TASK DESCRIPTION - Every record should be repeated exactly, except that pictures are left out.
* BEGIN DATASET ENTRIES *
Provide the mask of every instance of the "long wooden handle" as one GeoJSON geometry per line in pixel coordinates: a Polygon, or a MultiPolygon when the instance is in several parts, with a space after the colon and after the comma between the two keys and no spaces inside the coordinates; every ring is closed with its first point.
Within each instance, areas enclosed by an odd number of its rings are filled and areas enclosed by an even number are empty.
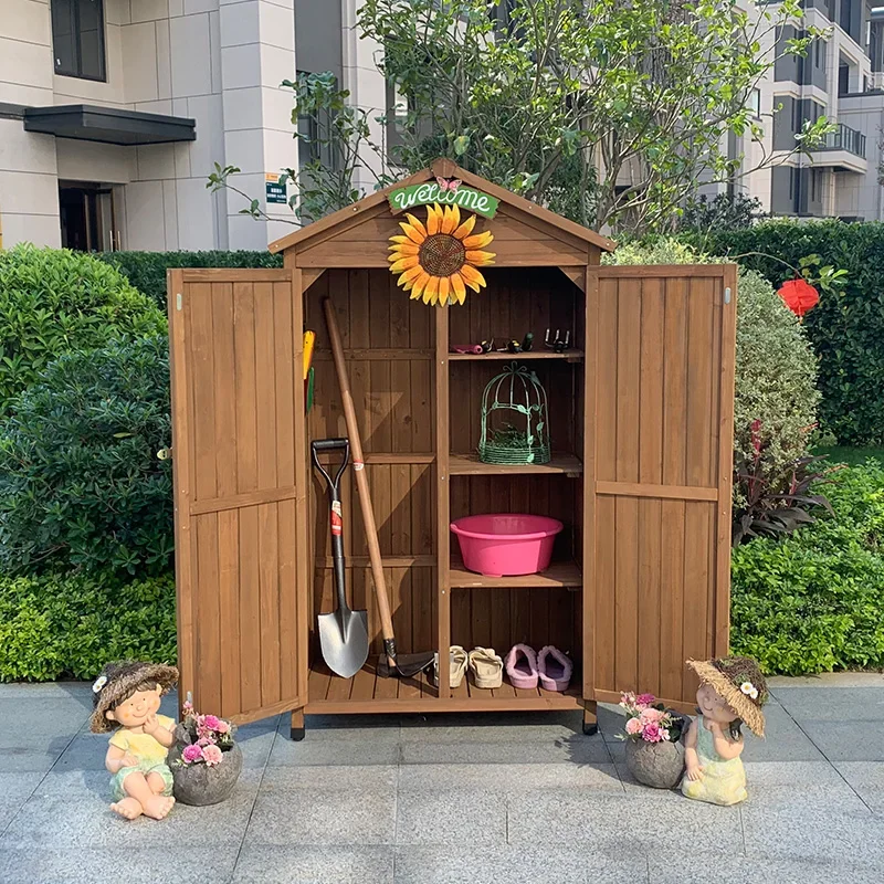
{"type": "MultiPolygon", "coordinates": [[[[344,402],[344,420],[347,423],[347,435],[350,439],[352,470],[356,475],[356,487],[359,491],[362,522],[366,526],[368,557],[371,560],[371,577],[375,579],[375,594],[378,598],[378,611],[380,612],[381,635],[385,643],[387,643],[393,641],[393,621],[390,615],[390,600],[387,596],[387,581],[383,579],[383,564],[381,562],[380,546],[378,545],[378,528],[375,525],[375,511],[371,508],[371,494],[368,490],[365,460],[362,459],[362,440],[359,436],[359,424],[356,422],[356,409],[352,404],[350,381],[347,377],[347,366],[344,362],[344,347],[340,343],[340,332],[335,318],[335,308],[332,306],[332,298],[323,299],[323,309],[325,311],[325,320],[328,326],[328,337],[332,341],[332,356],[335,359],[340,399],[344,402]]],[[[389,663],[391,666],[394,665],[396,661],[392,656],[389,657],[389,663]]]]}

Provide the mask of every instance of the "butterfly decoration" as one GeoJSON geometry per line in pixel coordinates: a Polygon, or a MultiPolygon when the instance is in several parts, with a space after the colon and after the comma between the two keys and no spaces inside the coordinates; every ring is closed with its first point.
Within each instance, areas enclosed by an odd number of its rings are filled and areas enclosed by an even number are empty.
{"type": "Polygon", "coordinates": [[[460,178],[440,178],[439,176],[435,177],[435,182],[439,185],[439,189],[443,193],[446,190],[450,190],[452,193],[456,193],[457,188],[463,183],[460,178]]]}

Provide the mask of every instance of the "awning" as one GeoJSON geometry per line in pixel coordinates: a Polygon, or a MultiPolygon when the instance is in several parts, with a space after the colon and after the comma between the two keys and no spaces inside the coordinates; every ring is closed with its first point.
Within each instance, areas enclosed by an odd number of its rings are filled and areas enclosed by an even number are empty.
{"type": "Polygon", "coordinates": [[[87,104],[27,107],[24,129],[108,145],[159,145],[197,138],[197,123],[187,117],[87,104]]]}

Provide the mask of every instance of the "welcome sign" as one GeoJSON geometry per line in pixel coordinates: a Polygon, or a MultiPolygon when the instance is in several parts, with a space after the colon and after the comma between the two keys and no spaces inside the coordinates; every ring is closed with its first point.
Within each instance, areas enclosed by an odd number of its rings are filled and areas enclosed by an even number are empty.
{"type": "Polygon", "coordinates": [[[435,181],[427,181],[423,185],[411,185],[399,190],[392,190],[387,199],[393,211],[411,209],[414,206],[439,203],[440,206],[457,206],[467,212],[475,212],[484,218],[494,218],[499,203],[499,200],[483,193],[481,190],[473,190],[473,188],[462,185],[456,179],[446,181],[444,178],[436,178],[435,181]]]}

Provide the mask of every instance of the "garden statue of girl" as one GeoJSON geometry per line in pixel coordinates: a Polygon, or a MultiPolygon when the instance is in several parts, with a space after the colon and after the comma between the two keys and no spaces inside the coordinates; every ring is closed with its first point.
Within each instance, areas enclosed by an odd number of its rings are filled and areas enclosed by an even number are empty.
{"type": "Polygon", "coordinates": [[[688,660],[687,665],[701,684],[697,717],[685,740],[682,794],[712,804],[737,804],[747,797],[740,725],[745,722],[754,734],[765,736],[765,676],[747,656],[688,660]]]}
{"type": "Polygon", "coordinates": [[[108,663],[92,685],[93,734],[110,730],[104,766],[114,775],[110,810],[134,820],[161,820],[175,803],[166,755],[175,741],[175,720],[157,715],[160,697],[178,681],[175,666],[108,663]]]}

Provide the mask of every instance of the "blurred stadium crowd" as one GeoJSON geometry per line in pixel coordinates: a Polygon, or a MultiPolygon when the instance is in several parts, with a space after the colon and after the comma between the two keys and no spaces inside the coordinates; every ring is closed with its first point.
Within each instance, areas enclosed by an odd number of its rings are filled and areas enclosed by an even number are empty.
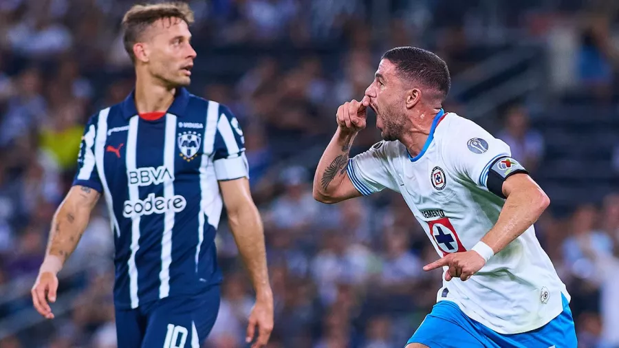
{"type": "MultiPolygon", "coordinates": [[[[245,132],[275,294],[272,347],[402,347],[435,301],[440,272],[422,267],[436,253],[398,195],[329,206],[312,197],[316,155],[335,130],[336,107],[362,96],[380,54],[398,45],[431,49],[449,64],[457,89],[461,73],[505,48],[497,43],[501,35],[539,43],[553,23],[594,23],[578,25],[571,48],[558,43],[563,32],[555,33],[547,46],[571,50],[575,58],[567,67],[553,60],[548,70],[563,67],[554,85],[569,76],[587,92],[561,102],[589,98],[583,102],[609,111],[599,114],[608,115],[600,117],[607,118],[604,127],[614,129],[614,138],[594,150],[607,163],[602,170],[610,188],[596,199],[572,197],[561,211],[547,212],[536,230],[572,295],[582,347],[619,347],[616,8],[587,20],[578,1],[190,2],[198,52],[190,90],[228,105],[245,132]]],[[[133,3],[0,1],[0,348],[116,347],[113,236],[102,199],[61,274],[56,318],[40,319],[28,291],[50,220],[74,174],[86,120],[132,87],[118,28],[133,3]]],[[[445,109],[463,111],[464,102],[452,99],[445,109]]],[[[552,152],[554,139],[533,127],[547,124],[540,115],[549,112],[534,105],[501,108],[488,122],[534,177],[559,155],[552,152]]],[[[564,122],[561,115],[552,120],[564,122]]],[[[377,136],[373,129],[362,132],[354,152],[377,136]]],[[[556,182],[559,193],[569,188],[556,182]]],[[[204,345],[243,347],[251,287],[225,219],[219,231],[223,297],[204,345]]]]}

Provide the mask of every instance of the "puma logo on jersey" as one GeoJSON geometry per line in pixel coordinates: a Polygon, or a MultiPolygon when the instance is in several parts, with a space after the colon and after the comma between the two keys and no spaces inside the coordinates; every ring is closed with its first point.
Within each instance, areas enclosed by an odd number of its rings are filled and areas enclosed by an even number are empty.
{"type": "Polygon", "coordinates": [[[118,145],[118,148],[116,148],[111,145],[107,145],[107,147],[105,148],[105,151],[107,152],[113,152],[116,154],[116,157],[120,158],[120,148],[122,147],[122,145],[124,144],[121,142],[120,144],[118,145]]]}

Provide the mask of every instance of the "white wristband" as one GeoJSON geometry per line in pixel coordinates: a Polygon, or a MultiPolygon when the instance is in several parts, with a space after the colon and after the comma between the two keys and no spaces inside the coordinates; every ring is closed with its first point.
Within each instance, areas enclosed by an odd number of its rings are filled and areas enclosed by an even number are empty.
{"type": "Polygon", "coordinates": [[[43,273],[44,272],[50,272],[54,274],[57,274],[63,268],[63,261],[59,257],[54,255],[47,255],[39,272],[43,273]]]}
{"type": "Polygon", "coordinates": [[[486,260],[486,262],[488,262],[488,260],[490,260],[492,257],[495,256],[495,251],[492,250],[492,248],[481,241],[477,242],[471,250],[477,252],[477,254],[479,254],[486,260]]]}

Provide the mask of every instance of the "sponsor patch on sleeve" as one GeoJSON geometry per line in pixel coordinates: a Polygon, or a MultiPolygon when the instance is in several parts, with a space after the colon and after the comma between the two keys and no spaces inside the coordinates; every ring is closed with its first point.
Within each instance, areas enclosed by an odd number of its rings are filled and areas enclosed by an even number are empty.
{"type": "Polygon", "coordinates": [[[526,172],[522,164],[510,157],[503,157],[497,160],[490,171],[496,173],[503,179],[506,179],[510,174],[519,172],[526,172]]]}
* END DATASET ENTRIES *
THE OUTPUT -
Provide the mask of every instance of the "long wooden handle" as one GeoJSON geometry per line in pixel coordinates: a Polygon, or a MultiPolygon when the instance is in several parts, with a space after the colon and after the comma between the two keys and no spaces inside the coordinates; every ring is closed with its first point.
Within each instance, areas enclosed by an odd number of its rings are filled and areas enclosed by an even number are empty.
{"type": "MultiPolygon", "coordinates": [[[[344,402],[344,420],[347,423],[347,435],[350,439],[352,470],[356,475],[356,487],[359,491],[362,522],[366,526],[368,557],[371,560],[371,577],[375,579],[375,594],[378,598],[378,611],[380,612],[381,635],[385,643],[387,643],[393,641],[393,621],[390,615],[390,600],[387,596],[387,581],[383,579],[383,564],[381,562],[380,546],[378,545],[378,528],[375,525],[375,511],[371,508],[371,494],[368,490],[365,460],[362,459],[362,440],[359,436],[359,424],[356,422],[356,409],[352,404],[350,381],[347,377],[347,366],[344,362],[344,347],[340,343],[340,332],[335,318],[335,308],[332,306],[332,298],[323,299],[323,309],[325,311],[325,320],[328,326],[328,337],[332,341],[332,356],[335,359],[340,399],[344,402]]],[[[389,663],[391,666],[394,665],[396,661],[392,656],[389,657],[389,663]]]]}

Provide the mask of every instance of the "butterfly decoration" as one GeoJSON geometry per line in pixel coordinates: a Polygon, or a MultiPolygon when the instance is in several parts, with a space after the colon and after the comma between the two keys and no spaces inside the coordinates; every ring is closed with its first point.
Within each instance, areas enclosed by an odd number of its rings are filled and areas enclosed by an even number are empty.
{"type": "Polygon", "coordinates": [[[460,178],[440,178],[439,176],[435,177],[435,182],[439,185],[439,189],[443,193],[446,190],[450,190],[452,193],[456,193],[457,188],[463,183],[460,178]]]}

Provide the mask of every instance of the "awning" as one GeoJSON geometry per line in pixel coordinates: a Polygon, or a MultiPolygon when the instance is in several parts, with a space after the colon and after the comma between the two keys and no spaces inside the coordinates; every ring is closed with its first point.
Within each instance, areas enclosed by an odd number of its rings are filled and areas enclosed by an even number are empty.
{"type": "Polygon", "coordinates": [[[87,104],[27,107],[24,129],[108,145],[159,145],[197,138],[197,123],[187,117],[87,104]]]}

Provide the mask of every instance of the "welcome sign" as one GeoJSON geometry per line in pixel coordinates: a Polygon, or a MultiPolygon when the instance is in several parts, with a space after the colon and after the comma between the two keys and no spaces inside the coordinates; every ring is closed with its first point.
Within each instance, areas enclosed by an odd number of its rings are filled and areas enclosed by an even number are empty.
{"type": "Polygon", "coordinates": [[[435,181],[427,181],[423,185],[411,185],[399,190],[392,190],[387,199],[393,211],[411,209],[414,206],[439,203],[440,206],[457,206],[467,212],[475,212],[484,218],[494,218],[499,203],[499,200],[483,193],[481,190],[473,190],[473,188],[462,185],[456,179],[446,181],[444,178],[436,178],[435,181]]]}

Provide the mask of every instance of the "garden statue of girl" as one GeoJSON geometry per line in pixel coordinates: a Polygon, or a MultiPolygon when the instance is in several parts, with a space after the colon and after the comma between the two keys and no spaces inside the coordinates; every ring is closed with its first point.
Within each instance, areas enclosed by an odd number of its rings are filled and areas enclosed by an even number are empty.
{"type": "Polygon", "coordinates": [[[688,660],[687,665],[701,684],[697,717],[685,740],[682,794],[712,804],[737,804],[747,797],[740,725],[745,722],[754,734],[765,736],[765,676],[747,656],[688,660]]]}
{"type": "Polygon", "coordinates": [[[108,663],[92,685],[93,734],[110,730],[104,766],[114,775],[110,810],[134,820],[161,820],[175,803],[166,755],[175,741],[175,720],[157,715],[160,697],[178,681],[175,666],[108,663]]]}

Provide the mask of every instance of the "blurred stadium crowd" as one GeoJSON geometry per line in pixel coordinates: a Polygon, or a MultiPolygon when the instance is in several parts, with a space after the colon and after the comma between the two keys and no spaces inside the coordinates; every ring is closed with its first point.
Within each instance, areas enclosed by an odd number of its rings are filled and areas enclosed by an even number are empty.
{"type": "MultiPolygon", "coordinates": [[[[245,132],[275,294],[272,347],[402,347],[435,301],[440,272],[422,267],[436,253],[398,195],[329,206],[312,197],[316,155],[335,130],[336,107],[362,96],[380,54],[398,45],[431,49],[449,64],[457,89],[461,73],[505,48],[497,43],[501,35],[539,43],[553,23],[594,23],[578,25],[571,48],[558,43],[563,32],[555,33],[547,46],[571,50],[575,58],[567,67],[553,60],[548,70],[563,67],[554,85],[569,76],[587,92],[561,102],[589,98],[583,102],[609,111],[599,114],[608,115],[600,117],[607,118],[604,127],[614,129],[614,138],[594,150],[607,163],[602,170],[610,188],[596,199],[572,197],[561,211],[547,212],[536,230],[572,295],[582,347],[619,347],[616,8],[587,20],[578,1],[190,2],[198,52],[190,90],[228,105],[245,132]]],[[[133,3],[0,1],[0,348],[116,347],[113,236],[102,199],[61,274],[56,318],[40,319],[28,291],[50,220],[74,174],[86,120],[132,87],[118,28],[133,3]]],[[[445,109],[463,111],[464,102],[452,99],[445,109]]],[[[552,152],[554,139],[533,127],[547,124],[540,115],[549,112],[534,105],[501,108],[488,122],[534,177],[559,155],[552,152]]],[[[564,122],[561,115],[552,120],[564,122]]],[[[377,136],[373,129],[362,132],[354,152],[377,136]]],[[[556,182],[559,193],[569,188],[556,182]]],[[[204,345],[243,347],[251,287],[225,219],[219,231],[223,297],[204,345]]]]}

Provide the mask of every instance of the "puma logo on jersey" as one GeoJSON geometry per line in pixel coordinates: a Polygon, or a MultiPolygon when the instance is in several parts, with a space after the colon and after the comma between the two keys and no spaces inside the coordinates; every ring is closed with its first point.
Within each instance, areas enclosed by an odd number of its rings are filled and areas enclosed by an even number are empty.
{"type": "Polygon", "coordinates": [[[118,145],[118,148],[116,148],[111,145],[107,145],[107,147],[105,148],[105,151],[107,152],[113,152],[116,154],[116,157],[120,158],[120,148],[122,147],[122,145],[124,144],[121,142],[120,144],[118,145]]]}

Provide the mask of every instance of the "white wristband" as one GeoJSON geometry per line in pixel coordinates: a Polygon, or a MultiPolygon when the instance is in several parts, with a space after the colon and after the comma between the two keys and no spaces inside the coordinates; every ring is closed with its first point.
Within each instance, areas enclosed by an odd number of its rings are filled and areas enclosed by an even number are empty.
{"type": "Polygon", "coordinates": [[[43,273],[44,272],[50,272],[54,274],[57,274],[63,268],[63,261],[59,257],[54,255],[47,255],[39,272],[43,273]]]}
{"type": "Polygon", "coordinates": [[[486,260],[486,262],[488,262],[488,260],[490,260],[492,257],[495,256],[495,251],[492,250],[492,248],[481,241],[477,242],[471,250],[477,252],[477,254],[479,254],[486,260]]]}

Provide the mask of every instance of the "sponsor patch on sleeve" as one GeoJSON geometry per line in pixel coordinates: a Polygon, or a MultiPolygon when the instance is in several parts, with a space after the colon and after the comma between the two keys and no spaces inside the coordinates; every ring is closed with its first point.
Within each instance, areas enclosed by an odd number of its rings are filled and areas enclosed by an even number are empty.
{"type": "Polygon", "coordinates": [[[526,172],[522,164],[510,157],[503,157],[497,160],[490,171],[496,173],[503,179],[506,179],[510,174],[519,172],[526,172]]]}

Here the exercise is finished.